Exercise text section start

Personal information
- Full name: Thomas Swift
- Born: 6 July 1990 (age 36)
- Original team: Swanbourne JFC/Claremont Tigers
- Draft: 20th overall, 2008 National Draft (West Coast)
- Height: 189 cm (6 ft 2 in)
- Weight: 85 kg (187 lb)
- Position: Midfield

Playing career^{1}
- Years: Club / Games (Goals)
- 2009–2012: West Coast / 34 (8)
- ^{1} Playing statistics correct to the end of 2012.

Career highlights
- Western Australia Under-16 team 2006; AIS-AFL Academy 2007; Western Australia Under-18 team 2008; Claremont premiership side 2011 and 2012.;

= Tom Swift (footballer) =

Australian rules footballer

Thomas Swift (born 6 July 1990) is a former Australian rules footballer listed with the West Coast Eagles in the Australian Football League (AFL). Educated at Christ Church Grammar School, he originally played for the Claremont Football Club in the West Australian Football League (WAFL), and was recruited by West Coast with the 20th pick overall at the 2008 National Draft. He made his debut for the club in the 2009 season.

Swift now works as an Investment Banker at Citi.

==Early life==
Swift attended Christ Church Grammar School between 1996 and 2007 where he was the captain of the 1st XXII in 2006 and finished in the top 40 for the Beazley Medal.

Exercise text section end
Raw data section start

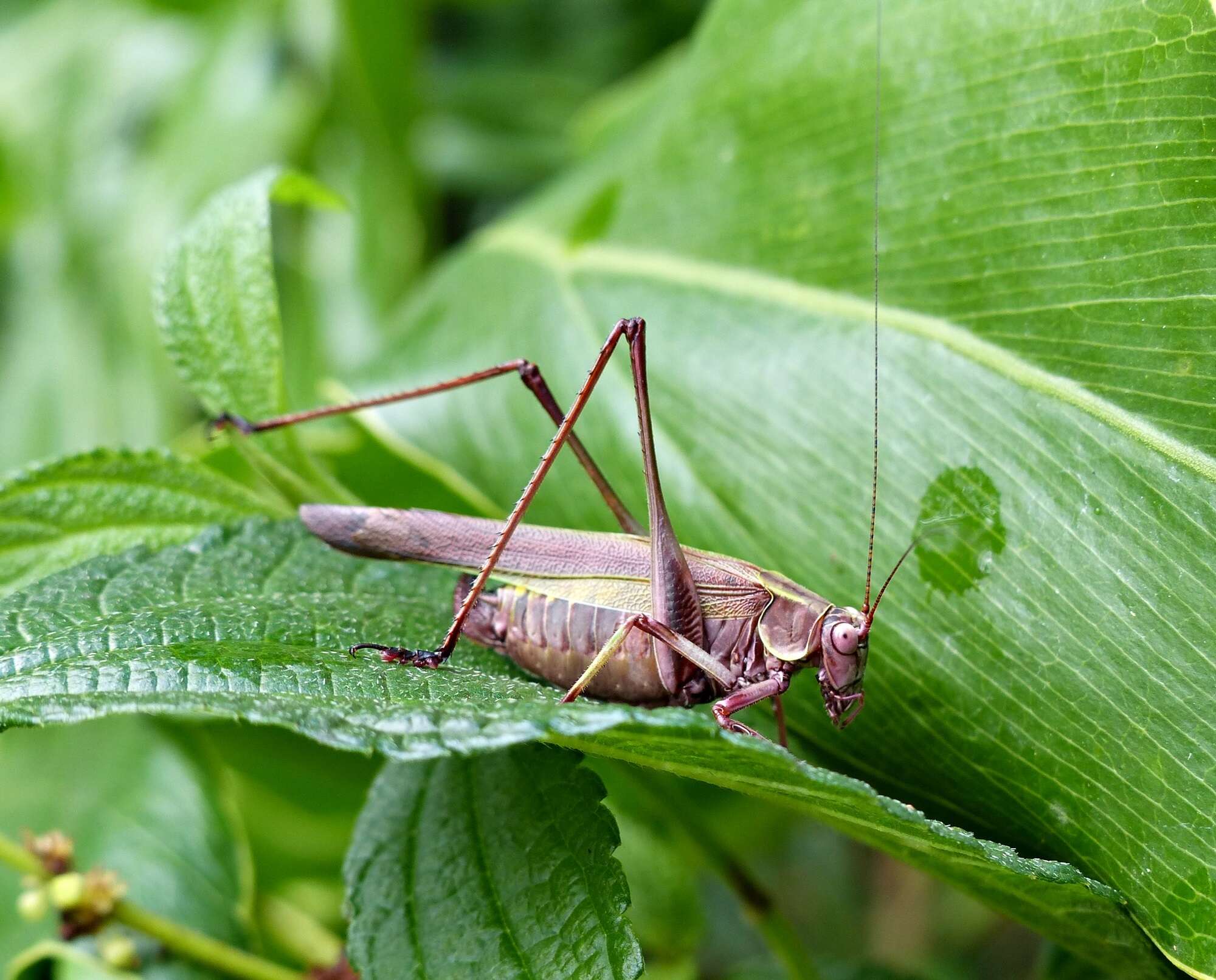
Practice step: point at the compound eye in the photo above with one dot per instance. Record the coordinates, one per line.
(845, 638)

Raw data section end

▶ Activity 1: Translate this sentence from the article on Tom Swift into Spanish: "Swift now works as an Investment Banker at Citi."
▶ Activity 2: According to the article on Tom Swift, what was Swift's draft pick when West Coast recruited him at the 2008 National Draft?
▶ Activity 3: Continue the article on Tom Swift from its last sentence.

▶ Output 1: Swift trabaja ahora como banquero de inversión en Citi.

▶ Output 2: He was the 20th pick overall.

▶ Output 3:
He was heralded as an elite young footballing talent at the 2006 NAB AFL Under 16 Championship where he played 3 games for Western Australia averaging 36.3 disposals per game, the highest of any player at any under-16 or under-18 carnival since 2001. He also averaged 8.7 marks, 5.0 inside 50s, 6.7 clearances and 5.3 tackles per game for the championships and earned a place in the 2006 AIS-AFL Academy intake.

In 2007, he ruptured his ACL during a 2007 AIS trial game vs Subiaco at Subiaco Oval, after a routine change of direction, which saw him miss the rest of the football season.

In 2008, he was selected in Western Australia's NAB AFL Under 18 Championships squad, but a grade 2 lateral ligament tear as a result of hyperextension, after landing poorly from a leap during one of Under 18 trial games caused him to miss both the Championship series and the rest of the season.

Despite his injury woes, he still received an invite to the 2008 AFL draft Camp and after a strong performance where he finished 3rd in the standing vertical leap (72 cm), 5th in the 20m sprint (2.89s) and equal 9th in the beep test (14.1), he was selected at pick 20 in the ensuing Draft by the West Coast Eagles.

==Football career==

===2009 season===
Swift performed well in the WAFL for Claremont in first half of 2009 and was named to make his debut for West Coast against Carlton in Round 10. He has since played ten games at AFL level and experienced his first win against Essendon in round 18, when he also kicked his first two goals. In the Eagles' round 22 win over Richmond at Subiaco Oval Swift received 3 Brownlow Medal votes for a best on ground performance, the first Brownlow votes of his career.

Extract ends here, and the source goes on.